> [Written problem A]:
From the passage below on infidelity and habituation, list every sentence whose first word is "I" or a contraction of "I", quoting each one in full.

> [Passage to read]:
--------------------------------------------------
When I started dating my wife back in 2014, I instantly understood why men cheat. And why most not-married people cannot fathom why someone will cheat on a spouse, who by all reasonable standards, looks like a catch.
This isn’t a defence of infidelity.
I want to point out a trap most of us fall into without noticing.
I call it the fallacy of the 20%.
There's a concept in neurology called habituation. It explains why the 20% is powerful. Your brain is built for efficiency, so with long enough exposure to the same stimulus, it acclimatises and then forgets about it. What once stood out to you slowly fades into the background. Not because the thing is less valuable now, but because it’s become predictable. It's now "normal".
Your brain basically says: if this is going to be here for a while, I don’t need to spend energy paying attention to it.
Instead, I'll look for what's not here. I'll seek out something new.
--------------------------------------------------
> [Records for the task]:

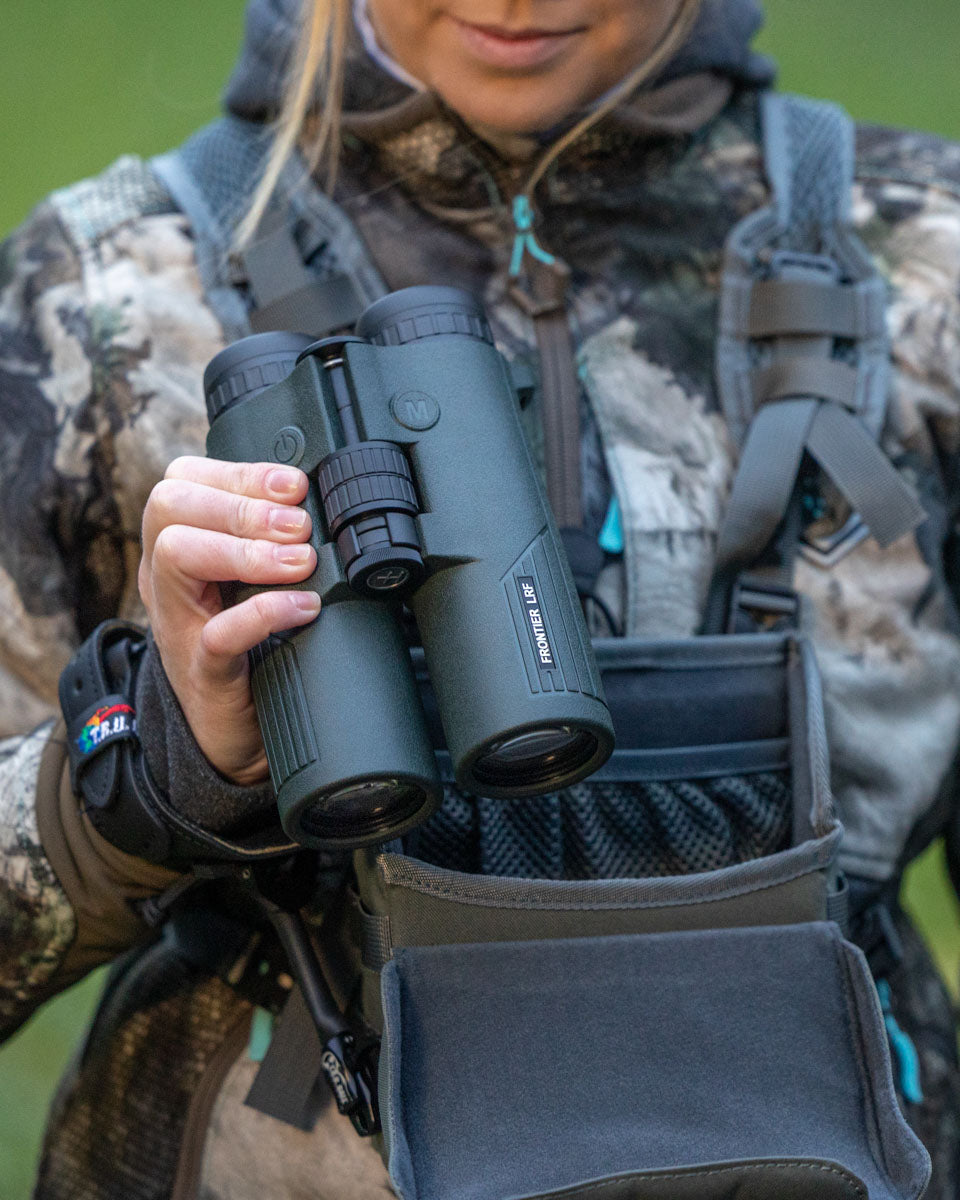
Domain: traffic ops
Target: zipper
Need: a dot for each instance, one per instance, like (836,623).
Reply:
(539,283)
(190,1164)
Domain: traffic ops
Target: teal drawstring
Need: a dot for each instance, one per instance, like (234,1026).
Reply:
(261,1033)
(903,1048)
(611,535)
(525,238)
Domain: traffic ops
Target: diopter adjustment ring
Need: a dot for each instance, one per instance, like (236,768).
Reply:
(370,477)
(370,505)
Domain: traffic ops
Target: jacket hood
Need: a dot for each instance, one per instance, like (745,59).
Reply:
(718,45)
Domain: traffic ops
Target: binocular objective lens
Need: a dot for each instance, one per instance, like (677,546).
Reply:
(363,809)
(535,756)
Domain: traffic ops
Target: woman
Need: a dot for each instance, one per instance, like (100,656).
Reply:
(631,127)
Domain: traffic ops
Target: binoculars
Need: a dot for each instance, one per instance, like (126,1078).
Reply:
(421,492)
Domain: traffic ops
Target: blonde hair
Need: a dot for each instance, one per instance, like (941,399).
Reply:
(319,54)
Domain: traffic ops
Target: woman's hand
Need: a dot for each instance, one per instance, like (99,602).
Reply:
(204,523)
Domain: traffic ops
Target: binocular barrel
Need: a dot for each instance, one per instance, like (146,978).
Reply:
(421,490)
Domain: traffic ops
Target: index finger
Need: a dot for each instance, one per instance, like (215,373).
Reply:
(263,480)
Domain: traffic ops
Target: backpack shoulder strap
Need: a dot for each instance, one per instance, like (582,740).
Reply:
(306,269)
(802,355)
(95,208)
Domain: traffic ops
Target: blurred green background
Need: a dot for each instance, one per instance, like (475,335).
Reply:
(83,83)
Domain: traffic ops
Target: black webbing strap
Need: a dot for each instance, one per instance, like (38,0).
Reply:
(306,269)
(802,366)
(288,1085)
(286,294)
(541,294)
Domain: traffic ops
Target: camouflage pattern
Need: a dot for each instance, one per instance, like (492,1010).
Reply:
(105,333)
(36,919)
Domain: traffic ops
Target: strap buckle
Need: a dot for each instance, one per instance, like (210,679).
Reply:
(761,606)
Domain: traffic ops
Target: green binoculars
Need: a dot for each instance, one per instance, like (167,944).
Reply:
(423,492)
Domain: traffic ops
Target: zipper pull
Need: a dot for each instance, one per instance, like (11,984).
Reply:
(525,240)
(538,287)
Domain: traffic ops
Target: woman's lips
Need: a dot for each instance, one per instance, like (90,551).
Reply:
(514,51)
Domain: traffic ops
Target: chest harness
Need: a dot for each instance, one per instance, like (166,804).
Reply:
(642,988)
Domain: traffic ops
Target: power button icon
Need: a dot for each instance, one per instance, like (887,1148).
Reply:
(289,445)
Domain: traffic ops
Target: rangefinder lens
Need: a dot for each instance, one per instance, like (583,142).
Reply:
(535,756)
(363,810)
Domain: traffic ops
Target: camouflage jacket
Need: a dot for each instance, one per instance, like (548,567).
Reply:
(105,331)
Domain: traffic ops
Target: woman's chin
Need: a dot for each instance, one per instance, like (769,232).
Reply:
(514,107)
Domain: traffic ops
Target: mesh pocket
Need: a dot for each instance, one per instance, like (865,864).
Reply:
(601,831)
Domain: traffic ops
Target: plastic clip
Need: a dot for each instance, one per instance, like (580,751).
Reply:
(351,1069)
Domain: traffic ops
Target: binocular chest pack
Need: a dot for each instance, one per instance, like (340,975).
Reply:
(639,987)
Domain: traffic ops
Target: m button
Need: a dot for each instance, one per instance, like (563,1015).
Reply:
(415,411)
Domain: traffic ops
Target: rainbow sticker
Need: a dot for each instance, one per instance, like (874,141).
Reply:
(107,723)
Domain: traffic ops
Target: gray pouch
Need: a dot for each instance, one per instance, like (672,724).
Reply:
(707,1065)
(737,708)
(677,1027)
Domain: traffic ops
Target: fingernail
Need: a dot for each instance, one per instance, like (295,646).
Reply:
(307,601)
(287,520)
(285,480)
(294,556)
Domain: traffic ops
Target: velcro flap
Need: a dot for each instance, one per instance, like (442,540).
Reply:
(523,1069)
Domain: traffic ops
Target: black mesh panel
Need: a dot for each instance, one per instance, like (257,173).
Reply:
(612,831)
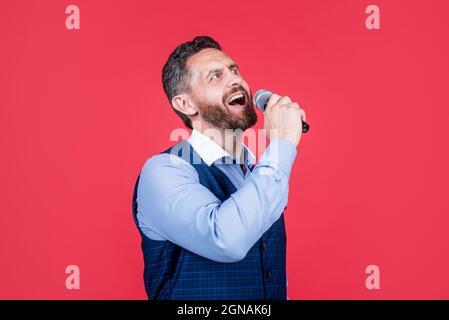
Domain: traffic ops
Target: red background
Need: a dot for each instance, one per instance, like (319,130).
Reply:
(82,110)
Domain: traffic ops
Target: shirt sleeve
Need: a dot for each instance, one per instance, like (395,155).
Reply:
(174,206)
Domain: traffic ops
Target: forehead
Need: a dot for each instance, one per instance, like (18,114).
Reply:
(208,59)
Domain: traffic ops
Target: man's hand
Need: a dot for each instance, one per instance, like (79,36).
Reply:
(283,119)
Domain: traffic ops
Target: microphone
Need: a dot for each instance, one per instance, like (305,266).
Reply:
(261,100)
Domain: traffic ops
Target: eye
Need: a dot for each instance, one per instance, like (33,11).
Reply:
(216,75)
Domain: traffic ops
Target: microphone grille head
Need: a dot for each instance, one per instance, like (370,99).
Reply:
(261,99)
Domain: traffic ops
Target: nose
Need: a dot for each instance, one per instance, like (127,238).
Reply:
(235,80)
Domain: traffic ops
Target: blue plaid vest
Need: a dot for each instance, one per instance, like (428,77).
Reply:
(172,272)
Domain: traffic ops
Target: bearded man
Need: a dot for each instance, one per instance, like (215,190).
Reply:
(212,223)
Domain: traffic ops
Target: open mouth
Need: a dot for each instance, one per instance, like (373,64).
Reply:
(237,99)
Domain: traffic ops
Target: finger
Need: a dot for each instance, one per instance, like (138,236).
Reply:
(272,101)
(294,105)
(303,115)
(284,100)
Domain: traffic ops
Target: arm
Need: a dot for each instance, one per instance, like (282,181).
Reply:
(175,206)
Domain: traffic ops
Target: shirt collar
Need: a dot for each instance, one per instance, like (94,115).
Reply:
--------------------------------------------------
> [Written problem B]:
List every line of the entries above that contains the word "camouflage", matching case exactly.

> [Worked answer A]:
I want to point out a trap most of us fall into without noticing.
I call it the fallacy of the 20%.
I'll seek out something new.

> [Worked answer B]:
Target: camouflage pattern
Target: camouflage jacket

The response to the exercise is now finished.